#### SOURCE EXCERPT ####

Not at all. 7 string baritone, alder body, maple neck thru, ebony board, 24 frets(jumbo), regular pointed headstock, string thru body, EMG 81-7,707 in bridge/middle config, have a 60-7 coming as well, white binding neck/headstock, and the finish is the pink/purple/white/black camo finish, with black hardware.


I personally dont think it was overly expensive for it. It's exactly what i wanted and it came out to be less than what some PRS producation models are. 





Peace

Dan


----------



## 220BX (Mar 12, 2007)

whoa,that's a crap load of guitars. never seen that many together. thanks a lot for sharing those pics dan. plus i wanted to know ,is the ESP custom shop open to everyone unlike LACS?


----------



## dowenprs (Mar 12, 2007)

####

PROBLEM DESCRIPTION:
Copy the stretch of the guitar forum thread from "## 220BX (Mar" through "dowenprs (Mar 12, 2007)", swapping "pics" for "photos".

#### DATA PROVIDED ####

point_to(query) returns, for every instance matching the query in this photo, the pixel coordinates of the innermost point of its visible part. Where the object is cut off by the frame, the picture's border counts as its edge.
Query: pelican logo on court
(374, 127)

####

ANSWER:
## 220BX (Mar 12, 2007)

whoa,that's a crap load of guitars. never seen that many together. thanks a lot for sharing those photos dan. plus i wanted to know ,is the ESP custom shop open to everyone unlike LACS?


----------



## dowenprs (Mar 12, 2007)